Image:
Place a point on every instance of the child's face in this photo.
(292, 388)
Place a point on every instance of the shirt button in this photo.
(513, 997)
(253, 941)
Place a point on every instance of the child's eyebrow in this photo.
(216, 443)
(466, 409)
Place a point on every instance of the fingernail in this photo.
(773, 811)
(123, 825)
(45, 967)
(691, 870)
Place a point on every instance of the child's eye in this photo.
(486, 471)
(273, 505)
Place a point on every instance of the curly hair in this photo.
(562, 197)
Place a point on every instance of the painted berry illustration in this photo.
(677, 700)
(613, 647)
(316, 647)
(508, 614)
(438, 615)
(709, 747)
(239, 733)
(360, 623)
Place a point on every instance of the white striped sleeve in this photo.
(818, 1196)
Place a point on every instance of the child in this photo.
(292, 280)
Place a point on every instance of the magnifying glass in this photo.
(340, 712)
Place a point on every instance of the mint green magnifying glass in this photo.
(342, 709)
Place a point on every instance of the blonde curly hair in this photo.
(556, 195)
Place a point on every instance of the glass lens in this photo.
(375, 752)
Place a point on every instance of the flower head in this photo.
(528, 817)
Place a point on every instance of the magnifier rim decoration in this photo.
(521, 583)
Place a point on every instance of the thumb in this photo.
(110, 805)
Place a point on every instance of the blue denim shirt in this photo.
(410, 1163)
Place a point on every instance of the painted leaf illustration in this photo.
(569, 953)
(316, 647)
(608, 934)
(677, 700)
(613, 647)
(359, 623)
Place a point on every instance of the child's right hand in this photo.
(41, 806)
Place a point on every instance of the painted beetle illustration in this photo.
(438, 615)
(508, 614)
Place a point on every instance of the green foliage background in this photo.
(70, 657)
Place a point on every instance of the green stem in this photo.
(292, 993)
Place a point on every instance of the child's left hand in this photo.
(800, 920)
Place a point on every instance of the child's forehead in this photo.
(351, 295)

======

**What you need to do:**
Write out the material again in full, substituting "Mark" for "Place a point on" everywhere it occurs and keeping everything else the same.

**Exercise result:**
Image:
Mark every instance of the child's face in this photo.
(292, 388)
Mark every instance of the shirt button in this photo.
(513, 997)
(253, 941)
Mark every instance of the child's eyebrow in this photo.
(216, 443)
(466, 409)
Mark every instance of the fingernail in this photo.
(773, 811)
(123, 825)
(45, 967)
(691, 870)
Mark every instance of the child's eye in this photo.
(486, 471)
(273, 505)
Mark every instance of the curly hair in this photo.
(562, 197)
Mark every instance of the painted berry illustration in this photo.
(677, 700)
(613, 647)
(316, 647)
(508, 614)
(438, 615)
(709, 747)
(239, 733)
(360, 623)
Mark every instance of the white striped sleeve in this photo.
(818, 1196)
Mark every instance of the child in this photo.
(292, 280)
Mark every instance of the magnifying glass in this photo.
(340, 712)
Mark every instance of the mint green magnifying glass in this photo.
(342, 709)
Mark every instance of the blonde curly hair in this photo.
(556, 195)
Mark every instance of the glass lens in this photo.
(375, 752)
Mark every instance of the flower head in this photo.
(528, 817)
Mark every instance of the magnifier rim decoration in this photo.
(521, 583)
Mark every instance of the thumb in this photo.
(110, 805)
Mark every instance of the blue denim shirt in this photo.
(410, 1163)
Mark every instance of the painted leaf illustration in this photo.
(569, 953)
(316, 647)
(608, 934)
(677, 700)
(613, 647)
(359, 623)
Mark every instance of the child's right hand in this photo.
(41, 806)
Mark every instance of the painted beetle illustration in this photo.
(438, 615)
(508, 614)
Mark every instance of the green foliage background in this photo.
(70, 657)
Mark every instance of the green stem in this photo.
(292, 993)
Mark every instance of the child's left hand in this photo.
(800, 920)
Mark every instance of the child's forehead in this photo.
(351, 295)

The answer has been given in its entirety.